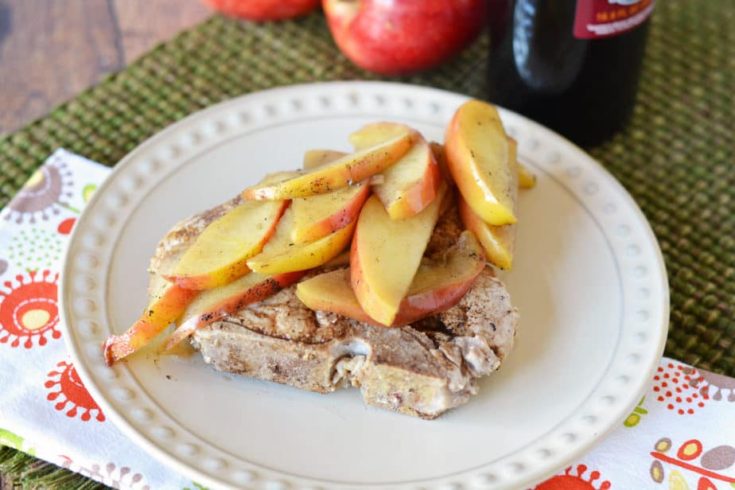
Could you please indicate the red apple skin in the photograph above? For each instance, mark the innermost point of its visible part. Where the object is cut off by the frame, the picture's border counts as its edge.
(395, 37)
(263, 10)
(231, 305)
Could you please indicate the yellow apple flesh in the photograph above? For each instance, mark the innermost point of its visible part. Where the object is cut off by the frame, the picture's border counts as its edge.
(436, 286)
(339, 173)
(220, 253)
(498, 242)
(317, 158)
(411, 183)
(376, 133)
(331, 291)
(215, 304)
(318, 216)
(478, 157)
(386, 254)
(440, 285)
(281, 254)
(526, 178)
(168, 303)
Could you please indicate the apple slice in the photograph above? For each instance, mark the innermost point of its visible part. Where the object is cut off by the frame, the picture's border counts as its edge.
(441, 159)
(436, 287)
(526, 178)
(282, 255)
(317, 158)
(331, 291)
(214, 304)
(497, 241)
(439, 286)
(478, 156)
(168, 303)
(318, 216)
(219, 254)
(386, 254)
(339, 173)
(376, 133)
(411, 183)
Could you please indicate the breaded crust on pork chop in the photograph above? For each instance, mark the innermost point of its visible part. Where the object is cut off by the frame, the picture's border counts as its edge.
(422, 369)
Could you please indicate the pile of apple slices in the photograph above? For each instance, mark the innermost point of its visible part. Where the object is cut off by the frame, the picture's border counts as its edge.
(382, 201)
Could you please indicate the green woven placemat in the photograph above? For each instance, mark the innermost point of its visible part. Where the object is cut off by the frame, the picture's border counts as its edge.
(677, 156)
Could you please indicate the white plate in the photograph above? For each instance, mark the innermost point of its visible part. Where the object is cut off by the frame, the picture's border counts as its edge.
(589, 282)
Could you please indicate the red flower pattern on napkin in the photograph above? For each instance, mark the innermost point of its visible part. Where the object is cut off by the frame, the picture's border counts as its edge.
(69, 393)
(29, 314)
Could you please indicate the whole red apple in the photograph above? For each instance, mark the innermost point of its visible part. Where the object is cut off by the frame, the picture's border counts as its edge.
(402, 36)
(264, 9)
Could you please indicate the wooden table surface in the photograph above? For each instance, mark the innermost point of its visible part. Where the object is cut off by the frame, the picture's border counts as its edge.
(50, 50)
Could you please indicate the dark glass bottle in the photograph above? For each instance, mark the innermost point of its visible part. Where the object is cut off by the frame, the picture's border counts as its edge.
(572, 65)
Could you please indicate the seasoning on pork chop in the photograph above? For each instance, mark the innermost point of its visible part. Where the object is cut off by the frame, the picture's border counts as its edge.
(422, 369)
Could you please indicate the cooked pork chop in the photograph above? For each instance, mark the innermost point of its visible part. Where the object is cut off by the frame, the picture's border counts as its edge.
(422, 369)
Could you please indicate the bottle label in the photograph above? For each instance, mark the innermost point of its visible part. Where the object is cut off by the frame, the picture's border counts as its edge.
(605, 18)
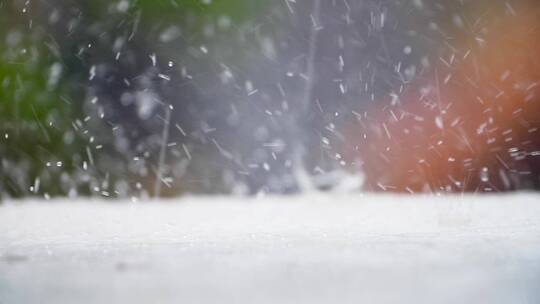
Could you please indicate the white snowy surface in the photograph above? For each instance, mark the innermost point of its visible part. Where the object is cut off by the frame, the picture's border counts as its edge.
(330, 248)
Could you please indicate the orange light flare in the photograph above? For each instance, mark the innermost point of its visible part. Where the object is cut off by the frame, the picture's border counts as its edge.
(470, 123)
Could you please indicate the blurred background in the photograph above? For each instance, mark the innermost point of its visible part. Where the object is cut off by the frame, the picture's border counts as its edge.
(144, 98)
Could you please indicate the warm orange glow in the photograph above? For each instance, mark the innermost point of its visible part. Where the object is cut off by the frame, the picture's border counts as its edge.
(469, 124)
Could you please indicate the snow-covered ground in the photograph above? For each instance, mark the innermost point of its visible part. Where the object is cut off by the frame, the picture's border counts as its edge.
(332, 248)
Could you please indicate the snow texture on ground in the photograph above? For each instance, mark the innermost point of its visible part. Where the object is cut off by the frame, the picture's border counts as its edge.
(308, 249)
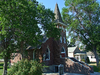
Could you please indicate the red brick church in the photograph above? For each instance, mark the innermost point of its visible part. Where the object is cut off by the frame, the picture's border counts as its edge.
(53, 53)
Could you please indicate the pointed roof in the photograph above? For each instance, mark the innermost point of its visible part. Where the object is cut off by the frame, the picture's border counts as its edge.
(57, 14)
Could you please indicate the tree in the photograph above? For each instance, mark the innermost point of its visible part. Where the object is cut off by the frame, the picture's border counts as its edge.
(71, 43)
(20, 22)
(26, 67)
(83, 19)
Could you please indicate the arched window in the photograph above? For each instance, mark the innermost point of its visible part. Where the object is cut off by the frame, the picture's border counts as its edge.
(46, 55)
(63, 50)
(60, 39)
(64, 39)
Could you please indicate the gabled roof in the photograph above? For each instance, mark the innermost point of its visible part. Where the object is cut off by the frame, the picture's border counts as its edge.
(90, 53)
(58, 18)
(71, 49)
(75, 50)
(57, 14)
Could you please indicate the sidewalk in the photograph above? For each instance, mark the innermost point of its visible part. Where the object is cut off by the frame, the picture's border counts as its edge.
(95, 73)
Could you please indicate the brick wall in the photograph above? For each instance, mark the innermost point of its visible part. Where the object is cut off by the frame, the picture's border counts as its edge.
(74, 67)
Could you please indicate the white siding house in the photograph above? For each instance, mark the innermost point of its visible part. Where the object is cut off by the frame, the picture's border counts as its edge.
(76, 53)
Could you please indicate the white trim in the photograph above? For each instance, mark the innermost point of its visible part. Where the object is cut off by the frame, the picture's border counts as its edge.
(62, 24)
(33, 55)
(64, 50)
(60, 39)
(44, 55)
(64, 39)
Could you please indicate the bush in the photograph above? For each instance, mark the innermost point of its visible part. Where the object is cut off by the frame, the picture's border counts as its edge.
(87, 60)
(26, 67)
(83, 60)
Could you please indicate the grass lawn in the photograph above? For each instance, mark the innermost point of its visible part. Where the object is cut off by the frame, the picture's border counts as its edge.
(96, 69)
(1, 68)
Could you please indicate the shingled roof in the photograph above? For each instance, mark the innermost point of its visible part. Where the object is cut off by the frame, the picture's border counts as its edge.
(57, 14)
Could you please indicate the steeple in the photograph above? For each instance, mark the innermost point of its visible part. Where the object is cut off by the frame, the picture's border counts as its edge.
(57, 14)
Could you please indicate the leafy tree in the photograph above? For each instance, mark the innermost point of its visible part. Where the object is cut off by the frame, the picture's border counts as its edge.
(71, 43)
(20, 22)
(83, 19)
(26, 67)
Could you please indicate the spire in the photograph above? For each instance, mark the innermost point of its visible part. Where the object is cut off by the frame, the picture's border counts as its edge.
(57, 14)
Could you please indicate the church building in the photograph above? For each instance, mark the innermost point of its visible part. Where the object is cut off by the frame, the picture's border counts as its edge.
(54, 52)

----------

Set down all the entries exactly as they appear, but skip any pictures.

**WORKED ANSWER**
Could you please indicate the red apple skin in the photograph above? For each instance, mark the innermost point of its visible part. Where the object is cut off by the frame, the picture's border counts as its edge.
(395, 37)
(263, 10)
(231, 305)
Could you please indicate the yellow apple flesh in the photograph above? For each instance, mark the innermost point of its visible part. Where the object is cut off by the frame, the picture's border counts as its edge.
(436, 286)
(339, 173)
(220, 253)
(498, 242)
(317, 158)
(411, 183)
(376, 133)
(331, 291)
(215, 304)
(318, 216)
(478, 157)
(386, 254)
(440, 285)
(281, 254)
(526, 178)
(168, 303)
Could you please indicate the apple slice in the photograph above? For each instance, mark the innermost point of its visible part. Where the object is cut off by the frame, the picture's border counts as its edge.
(441, 159)
(436, 287)
(526, 178)
(282, 255)
(317, 158)
(331, 291)
(214, 304)
(497, 241)
(439, 286)
(478, 156)
(168, 303)
(318, 216)
(219, 254)
(386, 254)
(339, 173)
(376, 133)
(411, 183)
Could you please indicate the breaded crust on pork chop in the photograph above? For each instance, mark the innermost point of its visible part. Where the object is cut off by the frame, the picture's border counts as its edge.
(422, 369)
Could you please indicate the pile of apple slices in the photograph above? For each instance, mark the innermost point of its visible part. Where the object is cut off by the frame, the picture's border counts as its edge.
(382, 201)
Could you please indicate the green woven placemat in the photograph above? For each instance, mark the innermost point of its visible part. Where the object is cut off by the frame, the picture's border counts as its edge.
(677, 156)
Could you please indicate the white plate in the photograph above? For each instance, mark the innermost point of its visible part. Where the object is cut off by the frame, the picture's border counts as its edge.
(589, 282)
Could you please indicate the red flower pattern on napkin in the photograph above? For each instance, mark the innermost point of its visible part. Where the object is cut off by the frame, the picture's border counts as its edge.
(69, 393)
(29, 314)
Could you please indicate the whole red apple in the photograph above? For each instance, mark the innermost point of its visible part. Where the object is cut off by the frame, the picture's border counts as its edge.
(402, 36)
(264, 9)
Could you please indicate the wooden table surface in the photograph above? For each instance, mark the innermost point of its visible part. Where the object is cut off by the frame, the picture's border counts as its edge.
(50, 50)
Could you please indicate the dark glass bottle in the photograph above? For each instance, mark the innermost point of its visible part. Where the object is cut off by the frame, the picture's border counts as its edge.
(572, 65)
Could you please indicate the seasoning on pork chop in the photograph above? For each instance, mark the innermost point of its visible part. Where the object is cut off by the frame, the picture's border counts as its edge.
(422, 369)
Could you please indicate the cooked pork chop in the photograph above? For each instance, mark the innermost point of its visible part. Where the object is cut off by the frame, the picture's border counts as its edge.
(422, 369)
Could you please indicate the bottle label in the photograph above? For each instance, mark the innermost point of its visible part. Where the object is cut off by the frame, the picture's border counts as its edge.
(605, 18)
Could you please indicate the white snowy surface in the photograph above? For each instance, mark the innermost point of its visible part. Where the object is cut off by the frame, the picture's border counts as its edge.
(330, 248)
Could you please indicate the orange light flare in the photograph above? For each instance, mark the innermost point of its visible part. Where the object is cut off by the frame, the picture's border counts as its edge.
(470, 123)
Could you please indicate the blurred background in the photograph above? For each instance, mark the innermost point of its visible part. Where the object is cut off by the frame, the picture's border counts as its edge.
(144, 98)
Could you please indicate the warm orange glow in the photograph above? For each instance, mark the innermost point of its visible part. Where the object is cut off by the frame, the picture's border counts as its edge.
(469, 124)
Could you please indicate the snow-covered ground in the photograph above? For each instance, mark the innermost point of its visible part. Where the object is cut off by the frame, the picture's border counts as its edge.
(332, 248)
Could you please indicate the snow texture on ground in the photograph above? For each instance, mark the innermost point of its visible part. Where the object is cut off by the frame, the picture's border counts as its edge.
(308, 249)
Could you please indicate the red brick church in the photograph above? For each instance, mark the innermost point of its visible part. Where the object is cut off by the frame, the picture's border counts as its edge.
(53, 53)
Could you please indicate the pointed roof in the photograph above? For each instance, mark the innermost point of its visible part. Where the object is cut off by the frame, the picture's border counts as its edge.
(57, 14)
Could you please indicate the tree in the photograph above? For each instance, mark the innermost point of its visible part. Where the object is cut off by the frame, the picture's border counts as its edge.
(71, 43)
(20, 22)
(26, 67)
(83, 19)
Could you please indicate the arched window in the photograph above? For each instance, mark the innermost point of its visible part. Where the object is cut off by the frame, the picture's border counts as its edge.
(46, 55)
(63, 50)
(60, 39)
(64, 39)
Could you please indicate the gabled roof in the photograph above? For each instance, mark the innermost point of its visible part. Where the object is cut off by the frame, the picture's border counts as its edge.
(90, 53)
(58, 18)
(71, 49)
(75, 50)
(57, 14)
Could you please indicate the sidewalk in the photograph above? For each instance, mark the innermost point of its visible part. Where the object is cut off by the frame, the picture's border counts as its edge.
(95, 73)
Could you please indicate the brick wall in the photograph above? For each instance, mark the innermost point of its visible part. Where the object is cut off by the frame, the picture's border counts as its edge.
(74, 67)
Could you please indicate the white siding house in the photograph above? For each instance, mark the innermost point of its visible part. Where the object is cut off by the frame, the picture's border counts as its edge.
(76, 53)
Could you please indicate the white trim in the photograph above? For each instance, mark the innermost point of its visible part. Where the object is cut off by the frame, the picture's border counts as its edge.
(62, 24)
(33, 55)
(64, 50)
(60, 39)
(44, 55)
(64, 39)
Could you please indicate the bush in the photograph above? For each instance, mark the innermost point of its visible part. Where the object is cut off by the frame, the picture's border counts as its edge.
(87, 60)
(26, 67)
(83, 60)
Could you please indicate the grass lawn in the photograph above? For each instance, mark the innermost point of its visible part. Where the object is cut off by the frame, the picture's border counts as its edge.
(96, 69)
(1, 68)
Could you please indicate the shingled roof in the photograph above? For each instance, mark the innermost point of its visible part. Where the object is cut off by the frame, the picture's border counts as its edge.
(57, 14)
Could you please indicate the steeple in the photograph above? For each instance, mark the innermost point of its visible part. Where the object is cut off by the frame, the picture's border counts as its edge.
(57, 14)
Could you please indicate the leafy tree in the photograph above? For each instance, mark the innermost point of its visible part. Where the object is cut off by the frame, the picture's border counts as its edge.
(71, 43)
(20, 22)
(83, 19)
(26, 67)
Could you please indicate the spire in the photograph above? For each instance, mark the innermost point of its visible part. Where the object is cut off by the frame, the picture's border counts as its edge.
(57, 14)
Could you please indicate the church building in the photograph above? For each instance, mark the innermost point of its visible part. Where the object is cut off by the frame, the picture's border counts as its edge.
(54, 52)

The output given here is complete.